> _Material for the task_:
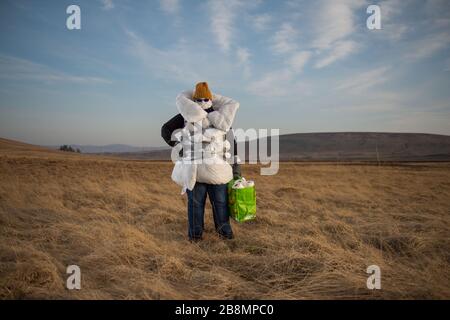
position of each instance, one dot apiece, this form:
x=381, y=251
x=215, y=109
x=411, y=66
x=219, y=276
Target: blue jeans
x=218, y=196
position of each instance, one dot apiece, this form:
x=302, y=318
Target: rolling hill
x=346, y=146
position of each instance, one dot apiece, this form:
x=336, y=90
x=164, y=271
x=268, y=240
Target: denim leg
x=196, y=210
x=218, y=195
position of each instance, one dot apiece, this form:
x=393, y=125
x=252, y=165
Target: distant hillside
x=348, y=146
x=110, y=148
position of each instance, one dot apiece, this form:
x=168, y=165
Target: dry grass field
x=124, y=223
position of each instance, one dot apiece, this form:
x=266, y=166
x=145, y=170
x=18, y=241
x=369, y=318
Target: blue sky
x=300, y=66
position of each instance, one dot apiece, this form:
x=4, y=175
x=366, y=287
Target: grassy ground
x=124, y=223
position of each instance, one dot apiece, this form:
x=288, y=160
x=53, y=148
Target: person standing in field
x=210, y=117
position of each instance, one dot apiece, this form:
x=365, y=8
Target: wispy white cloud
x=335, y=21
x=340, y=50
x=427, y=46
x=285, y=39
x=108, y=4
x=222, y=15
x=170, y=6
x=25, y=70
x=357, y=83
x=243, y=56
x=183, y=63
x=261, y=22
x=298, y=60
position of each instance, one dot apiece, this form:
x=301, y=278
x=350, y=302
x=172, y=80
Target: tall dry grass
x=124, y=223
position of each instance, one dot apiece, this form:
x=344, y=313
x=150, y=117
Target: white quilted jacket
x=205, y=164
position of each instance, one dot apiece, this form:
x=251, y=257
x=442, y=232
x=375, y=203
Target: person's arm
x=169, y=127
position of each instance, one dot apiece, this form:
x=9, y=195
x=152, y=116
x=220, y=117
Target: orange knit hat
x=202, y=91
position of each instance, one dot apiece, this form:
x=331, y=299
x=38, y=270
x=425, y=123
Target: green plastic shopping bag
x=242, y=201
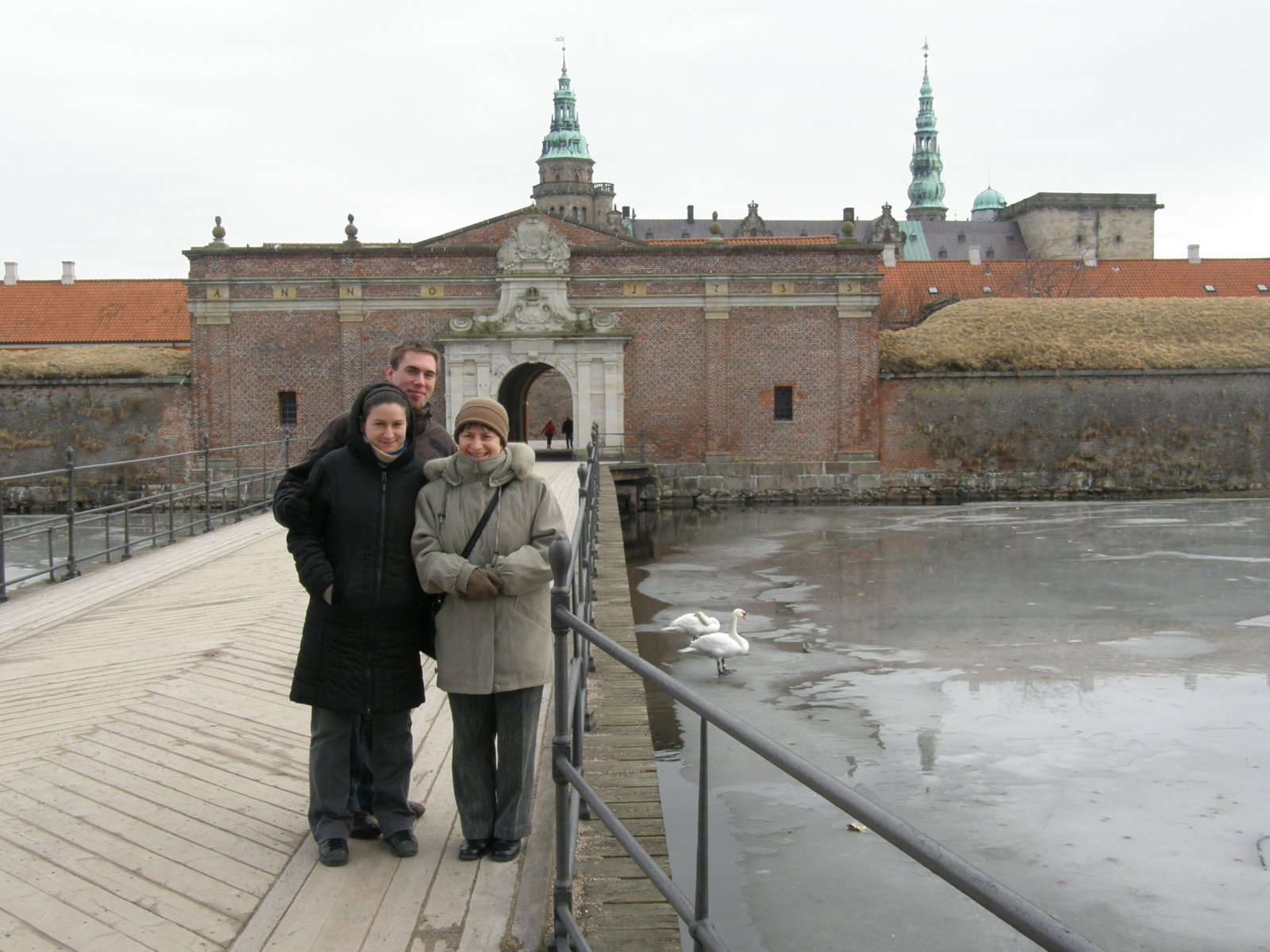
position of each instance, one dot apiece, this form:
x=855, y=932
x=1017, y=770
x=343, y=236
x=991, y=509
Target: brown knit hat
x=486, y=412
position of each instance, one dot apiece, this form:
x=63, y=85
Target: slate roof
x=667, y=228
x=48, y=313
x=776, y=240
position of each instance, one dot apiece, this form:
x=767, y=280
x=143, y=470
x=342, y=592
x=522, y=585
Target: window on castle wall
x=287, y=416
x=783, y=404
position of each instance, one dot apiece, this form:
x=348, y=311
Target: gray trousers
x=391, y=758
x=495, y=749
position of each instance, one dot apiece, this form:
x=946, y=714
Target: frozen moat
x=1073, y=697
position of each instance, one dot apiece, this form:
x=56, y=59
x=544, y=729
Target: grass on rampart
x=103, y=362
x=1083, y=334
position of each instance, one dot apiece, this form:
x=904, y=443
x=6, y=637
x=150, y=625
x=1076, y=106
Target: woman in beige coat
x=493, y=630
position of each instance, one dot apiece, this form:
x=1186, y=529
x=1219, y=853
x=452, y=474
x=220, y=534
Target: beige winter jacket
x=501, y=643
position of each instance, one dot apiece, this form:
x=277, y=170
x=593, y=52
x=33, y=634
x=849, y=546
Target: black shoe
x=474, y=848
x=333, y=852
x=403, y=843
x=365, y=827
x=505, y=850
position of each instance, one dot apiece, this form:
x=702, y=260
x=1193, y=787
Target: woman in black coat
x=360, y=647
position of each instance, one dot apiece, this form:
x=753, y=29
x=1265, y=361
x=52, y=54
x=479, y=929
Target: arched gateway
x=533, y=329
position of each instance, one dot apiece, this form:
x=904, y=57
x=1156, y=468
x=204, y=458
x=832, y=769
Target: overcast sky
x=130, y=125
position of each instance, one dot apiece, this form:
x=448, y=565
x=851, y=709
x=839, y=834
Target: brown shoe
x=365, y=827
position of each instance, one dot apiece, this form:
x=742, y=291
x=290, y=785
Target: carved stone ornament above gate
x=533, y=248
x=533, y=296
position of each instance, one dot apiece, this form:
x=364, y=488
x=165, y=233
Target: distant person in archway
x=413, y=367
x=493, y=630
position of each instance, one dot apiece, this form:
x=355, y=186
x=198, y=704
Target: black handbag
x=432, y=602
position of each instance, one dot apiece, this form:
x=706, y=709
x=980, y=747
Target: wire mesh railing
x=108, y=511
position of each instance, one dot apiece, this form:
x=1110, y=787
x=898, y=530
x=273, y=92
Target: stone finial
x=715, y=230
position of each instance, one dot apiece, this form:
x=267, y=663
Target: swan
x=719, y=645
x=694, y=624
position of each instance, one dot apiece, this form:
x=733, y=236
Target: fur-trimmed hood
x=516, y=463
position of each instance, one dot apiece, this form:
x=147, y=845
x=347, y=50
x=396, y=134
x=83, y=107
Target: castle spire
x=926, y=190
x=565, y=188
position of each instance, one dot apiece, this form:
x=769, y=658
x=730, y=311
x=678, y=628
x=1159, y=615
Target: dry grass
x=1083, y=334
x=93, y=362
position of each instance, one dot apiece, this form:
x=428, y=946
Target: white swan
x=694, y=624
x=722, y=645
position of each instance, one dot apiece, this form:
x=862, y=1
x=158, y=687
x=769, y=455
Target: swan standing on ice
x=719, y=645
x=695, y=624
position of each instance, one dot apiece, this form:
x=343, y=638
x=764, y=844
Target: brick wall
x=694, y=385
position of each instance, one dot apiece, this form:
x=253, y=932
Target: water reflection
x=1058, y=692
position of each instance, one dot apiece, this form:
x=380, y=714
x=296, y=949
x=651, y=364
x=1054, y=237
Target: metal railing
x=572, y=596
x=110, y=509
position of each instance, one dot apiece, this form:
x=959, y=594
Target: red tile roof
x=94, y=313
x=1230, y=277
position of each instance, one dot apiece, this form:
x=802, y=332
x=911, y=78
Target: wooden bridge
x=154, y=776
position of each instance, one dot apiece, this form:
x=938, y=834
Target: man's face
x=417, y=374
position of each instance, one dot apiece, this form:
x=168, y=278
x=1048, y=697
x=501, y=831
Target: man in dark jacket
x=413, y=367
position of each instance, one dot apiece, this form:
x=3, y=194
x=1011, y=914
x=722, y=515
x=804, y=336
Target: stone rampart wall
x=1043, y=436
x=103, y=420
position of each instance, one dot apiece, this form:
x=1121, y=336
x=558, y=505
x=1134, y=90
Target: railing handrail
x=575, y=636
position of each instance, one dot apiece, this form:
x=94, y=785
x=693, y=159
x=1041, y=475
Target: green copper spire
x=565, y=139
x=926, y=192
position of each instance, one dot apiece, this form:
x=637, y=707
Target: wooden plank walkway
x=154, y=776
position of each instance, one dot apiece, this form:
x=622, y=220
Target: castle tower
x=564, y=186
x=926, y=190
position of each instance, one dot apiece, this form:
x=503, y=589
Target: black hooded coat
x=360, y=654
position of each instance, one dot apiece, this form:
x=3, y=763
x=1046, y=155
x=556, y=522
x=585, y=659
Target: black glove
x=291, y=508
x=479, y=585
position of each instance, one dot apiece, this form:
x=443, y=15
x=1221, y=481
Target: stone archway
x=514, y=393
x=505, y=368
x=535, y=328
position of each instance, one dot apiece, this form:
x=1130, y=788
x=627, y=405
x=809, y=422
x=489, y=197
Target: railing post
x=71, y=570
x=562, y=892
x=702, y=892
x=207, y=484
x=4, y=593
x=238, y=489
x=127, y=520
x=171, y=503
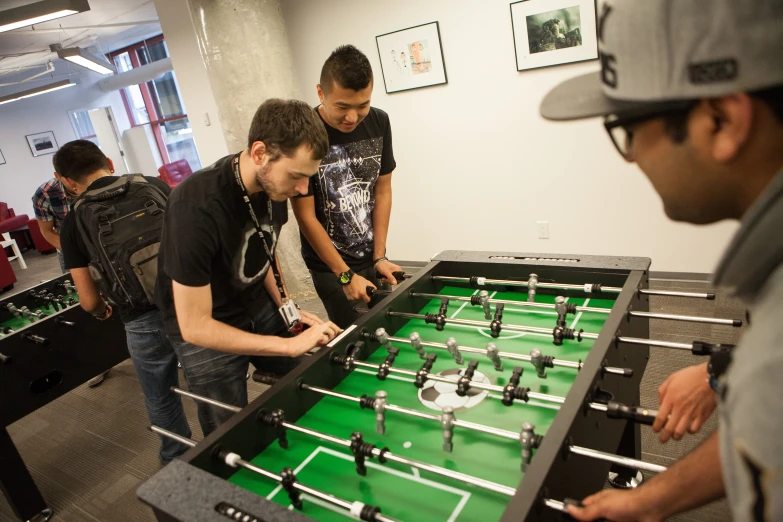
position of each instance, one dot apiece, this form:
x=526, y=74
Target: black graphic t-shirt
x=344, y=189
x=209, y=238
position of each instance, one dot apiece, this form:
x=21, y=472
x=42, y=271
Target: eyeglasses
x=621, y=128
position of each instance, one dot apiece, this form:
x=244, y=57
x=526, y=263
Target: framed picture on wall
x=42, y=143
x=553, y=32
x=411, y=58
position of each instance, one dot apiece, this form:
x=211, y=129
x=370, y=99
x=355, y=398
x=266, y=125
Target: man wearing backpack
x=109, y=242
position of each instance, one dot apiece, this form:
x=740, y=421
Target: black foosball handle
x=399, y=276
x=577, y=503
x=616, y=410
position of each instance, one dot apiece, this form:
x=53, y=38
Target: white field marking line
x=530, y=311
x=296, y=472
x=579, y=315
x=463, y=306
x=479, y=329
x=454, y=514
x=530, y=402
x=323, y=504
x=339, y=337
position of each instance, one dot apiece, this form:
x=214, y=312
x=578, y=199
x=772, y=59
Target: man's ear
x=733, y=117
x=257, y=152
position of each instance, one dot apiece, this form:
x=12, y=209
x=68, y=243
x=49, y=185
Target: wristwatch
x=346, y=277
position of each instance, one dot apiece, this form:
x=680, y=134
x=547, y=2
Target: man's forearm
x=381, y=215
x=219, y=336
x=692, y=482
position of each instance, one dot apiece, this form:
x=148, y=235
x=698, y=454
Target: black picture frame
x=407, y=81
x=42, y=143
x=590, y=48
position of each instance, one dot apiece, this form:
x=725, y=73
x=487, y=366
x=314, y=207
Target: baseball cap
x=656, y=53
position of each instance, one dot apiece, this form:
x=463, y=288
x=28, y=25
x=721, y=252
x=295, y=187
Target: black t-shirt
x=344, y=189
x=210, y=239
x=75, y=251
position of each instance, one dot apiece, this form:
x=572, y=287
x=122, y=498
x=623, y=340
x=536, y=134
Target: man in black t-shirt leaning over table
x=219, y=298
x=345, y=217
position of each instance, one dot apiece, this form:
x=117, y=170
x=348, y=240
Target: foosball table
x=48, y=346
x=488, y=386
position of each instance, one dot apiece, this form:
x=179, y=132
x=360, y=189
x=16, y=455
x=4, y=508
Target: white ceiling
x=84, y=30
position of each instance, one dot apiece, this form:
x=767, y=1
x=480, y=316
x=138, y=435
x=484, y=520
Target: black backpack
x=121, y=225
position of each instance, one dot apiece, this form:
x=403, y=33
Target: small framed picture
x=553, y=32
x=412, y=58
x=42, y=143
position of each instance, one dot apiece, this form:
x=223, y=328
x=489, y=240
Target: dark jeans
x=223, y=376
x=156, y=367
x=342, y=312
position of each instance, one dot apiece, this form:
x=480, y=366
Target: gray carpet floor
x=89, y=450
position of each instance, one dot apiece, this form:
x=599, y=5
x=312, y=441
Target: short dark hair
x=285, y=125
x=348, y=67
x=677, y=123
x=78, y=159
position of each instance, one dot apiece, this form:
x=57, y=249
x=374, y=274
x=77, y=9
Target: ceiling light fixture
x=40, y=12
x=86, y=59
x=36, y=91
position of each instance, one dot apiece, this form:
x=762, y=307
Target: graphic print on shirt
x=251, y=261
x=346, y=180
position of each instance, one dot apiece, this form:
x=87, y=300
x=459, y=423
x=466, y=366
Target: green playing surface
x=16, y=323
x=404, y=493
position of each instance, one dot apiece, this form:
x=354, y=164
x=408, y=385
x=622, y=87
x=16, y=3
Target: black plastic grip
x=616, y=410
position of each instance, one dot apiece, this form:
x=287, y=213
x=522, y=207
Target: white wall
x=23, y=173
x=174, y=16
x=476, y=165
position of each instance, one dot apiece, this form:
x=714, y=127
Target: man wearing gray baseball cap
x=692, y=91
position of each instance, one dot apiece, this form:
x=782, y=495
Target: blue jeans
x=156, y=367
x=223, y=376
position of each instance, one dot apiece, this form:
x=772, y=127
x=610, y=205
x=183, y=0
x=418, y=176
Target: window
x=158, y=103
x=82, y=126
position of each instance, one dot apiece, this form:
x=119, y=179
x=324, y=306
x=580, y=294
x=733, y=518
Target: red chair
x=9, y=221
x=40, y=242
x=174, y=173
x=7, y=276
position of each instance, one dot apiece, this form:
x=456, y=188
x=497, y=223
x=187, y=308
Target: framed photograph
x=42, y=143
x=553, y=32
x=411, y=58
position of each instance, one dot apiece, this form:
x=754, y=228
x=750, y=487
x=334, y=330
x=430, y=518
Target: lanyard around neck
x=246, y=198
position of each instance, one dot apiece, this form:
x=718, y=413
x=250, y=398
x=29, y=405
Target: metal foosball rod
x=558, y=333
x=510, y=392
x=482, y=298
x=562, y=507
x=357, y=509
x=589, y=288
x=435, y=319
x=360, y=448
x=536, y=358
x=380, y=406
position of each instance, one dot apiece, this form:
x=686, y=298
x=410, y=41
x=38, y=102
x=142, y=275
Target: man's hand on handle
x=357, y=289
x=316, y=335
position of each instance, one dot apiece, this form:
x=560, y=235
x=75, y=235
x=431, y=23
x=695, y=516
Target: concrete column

> _Task details_: Quote the items verbatim from their beginning through the line containing "x=346, y=146", both ends included, and leave the pictures out of your answer.

> _Exercise result_:
position of each instance, one dot apiece, this form:
x=381, y=251
x=215, y=109
x=411, y=66
x=219, y=276
Target: blue jeans
x=218, y=196
position of each instance, one dot apiece, this form:
x=302, y=318
Target: rolling hill
x=346, y=146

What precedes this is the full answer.